-------- PAGE TEXT
6.2 Measuring Total Income

Learning Objectives

  1. Define gross domestic income and explain its relationship to gross domestic product.
  2. Discuss the components of gross domestic income.
  3. Define disposable personal income and explain how to calculate it from GDP.

We saw in the last section that the production of goods and services generates factor incomes to households. The production of a given value of goods and services generates an equal value of total income. Gross domestic income (GDI) equals the total income generated in an economy by the production of final goods and services during a particular period. It is a flow variable. Because an economy’s total output equals the total income generated in producing that output, GDP = GDI. We can estimate GDP either by measuring total output or by measuring total income.

Consider a $4 box of Cheerios. It is part of total output and thus is part of GDP. Who gets the $4? Part of the answer to that question can be found by looking at the cereal box. Cheerios are made from oat flour, wheat starch, sugar, salt, and a variety of vitamins and minerals. Therefore, part of the $4 goes to the farmers who grew the oats, the wheat, and the beets or cane from which the sugar was extracted. Workers and machines at General Mills combined the ingredients, crafted all those little O’s, toasted them, and put them in a box. The workers were paid part of the $4 as wages. The owners of General Mills and the capital it used received part of the $4 as profit. The box containing the Cheerios was made from a tree, so a lumber company somewhere received part of the $4. The truck driver who brought the box of cereal to the grocery store got part of the $4, as did the owner of the truck itself and the owner of the oil that fueled the truck. The clerk who rang up the sale at the grocery store was paid part of the $4. And so on.

How much of the $4 was income generated in the production of the Cheerios? The answer is simple: all of it. Some of the money went to workers as wages. Some went to owners of the capital and natural resources used to produce it. Profits generated along the way went to the owners of the firms involved. All these items represent costs of producing the Cheerios and also represent income to households.

Part of the $4 cost of the Cheerios, while it makes up a portion of GDI, does not represent ordinary income actually earned by households. That part results from two other production costs: depreciation and taxes related to the production of the Cheerios. Nevertheless, they are treated as a kind of income; we will examine their role in GDI below.

As it is with Cheerios, so it is with everything else. The value of output equals the income generated as the output is produced.

The Components of GDI

Employee compensation is the largest among the components of factor income. Factor income also includes profit, rent, and interest. In addition, GDI includes charges for depreciation and taxes associated with production. Depreciation and production-related taxes, such as sales taxes, make up part of the cost of producing goods and services and must be accounted for in estimating GDI. We will discuss each of these components of GDI next.

Employee Compensation

Compensation of employees in the form of wages, salaries, and benefits makes up the largest single component of income generated in the production of GDP. In the third quarter of 2011, employee compensation represented 55% of GDI.

The structure of employee compensation has changed dramatically in the last several decades. In 1950, virtually all employee compensation—95% of it—came in the form of wages and salaries. The remainder, about 5%, came in the form of additional benefits such as employer contributions to retirement programs and health insurance. In 2011, the share of benefits was nearly 20% of total employee compensation.

Profits

The profit component of income earned by households equals total revenues of firms less costs as measured by conventional accounting. Profits amounted to about 17% of GDI in 2011, down sharply from five decades earlier, when profits represented about 25% of the income generated in GDI.[1] 

Profits are the reward the owners of firms receive for being in business. The opportunity to earn profits is the driving force behind production in a market economy.
----------------
-------- DATA PROVIDED
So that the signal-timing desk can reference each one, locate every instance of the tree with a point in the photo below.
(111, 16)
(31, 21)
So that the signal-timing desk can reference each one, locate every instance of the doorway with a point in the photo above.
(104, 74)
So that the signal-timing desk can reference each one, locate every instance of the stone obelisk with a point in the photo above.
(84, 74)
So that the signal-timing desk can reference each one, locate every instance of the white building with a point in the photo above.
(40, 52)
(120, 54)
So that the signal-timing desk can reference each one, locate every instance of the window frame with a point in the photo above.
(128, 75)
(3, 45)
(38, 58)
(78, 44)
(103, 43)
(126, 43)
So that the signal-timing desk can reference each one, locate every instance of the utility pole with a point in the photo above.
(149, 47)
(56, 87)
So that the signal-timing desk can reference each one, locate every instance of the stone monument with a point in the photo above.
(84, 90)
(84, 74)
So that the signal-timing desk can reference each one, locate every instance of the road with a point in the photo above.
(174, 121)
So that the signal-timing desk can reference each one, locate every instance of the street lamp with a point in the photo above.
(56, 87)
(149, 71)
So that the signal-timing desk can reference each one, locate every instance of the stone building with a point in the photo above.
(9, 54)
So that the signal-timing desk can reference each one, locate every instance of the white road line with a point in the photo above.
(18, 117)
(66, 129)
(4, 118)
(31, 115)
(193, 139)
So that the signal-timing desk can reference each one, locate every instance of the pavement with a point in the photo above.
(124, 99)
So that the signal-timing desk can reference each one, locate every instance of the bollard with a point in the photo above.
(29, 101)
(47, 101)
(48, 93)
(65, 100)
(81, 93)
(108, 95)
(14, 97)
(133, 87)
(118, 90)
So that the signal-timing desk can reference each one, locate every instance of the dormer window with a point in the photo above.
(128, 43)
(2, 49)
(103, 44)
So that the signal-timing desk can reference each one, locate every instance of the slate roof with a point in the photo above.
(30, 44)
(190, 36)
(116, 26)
----------------
Using the text on measuring total income, answer these:
1. What ingredients are Cheerios made from?
2. What share of GDI did employee compensation represent in the third quarter of 2011?
3. About what share of GDI did profits amount to in 2011?

ANSWER TO THE PROBLEM ▸
1. Oat flour, wheat starch, sugar, salt, and a variety of vitamins and minerals.
2. 55%.
3. About 17%.